Extracted text
Slave Narratives: An Introduction to the WPA Slave Narratives

Making the Collection Known

Image: caption follows
Alonza Fantroy Toombs

The first publication to use the Slave Narrative Collection was the Virginia Writers' Project's The Negro in Virginia, which drew on many of the interviews obtained by the Federal Writers to reconstruct the history of slavery in the Old Dominion. Other publications in the 1940s that used or drew inspiration from Writers' Project interviews with former slaves included the Georgia Writers' Project's Drums and Shadows, on the cultural traditions of African Americans along the Georgia coast, and the Louisiana Writers' Program's Gumbo-Ya-Ya, a miscellany of Louisiana folklore that is based in part on interviews with former slaves, most of which were obtained after the Writers' Project had come to an end.18 These works used the collection as primary-source material but the collection itself was not their main focus.

Task
Answer these questions from the text on the WPA slave narratives:
1. Which publication was the first to use the Slave Narrative Collection?
2. What subject did the Georgia Writers' Project's Drums and Shadows cover?
3. When were most of the interviews with former slaves in Gumbo-Ya-Ya obtained?

Information supplied
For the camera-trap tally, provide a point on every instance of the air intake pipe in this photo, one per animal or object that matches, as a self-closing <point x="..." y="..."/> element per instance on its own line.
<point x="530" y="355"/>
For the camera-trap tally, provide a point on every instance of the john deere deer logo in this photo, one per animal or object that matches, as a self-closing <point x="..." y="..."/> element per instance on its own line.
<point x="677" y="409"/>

Solution for this problem
1. The Virginia Writers' Project's The Negro in Virginia.
2. The cultural traditions of African Americans along the Georgia coast.
3. After the Writers' Project had come to an end.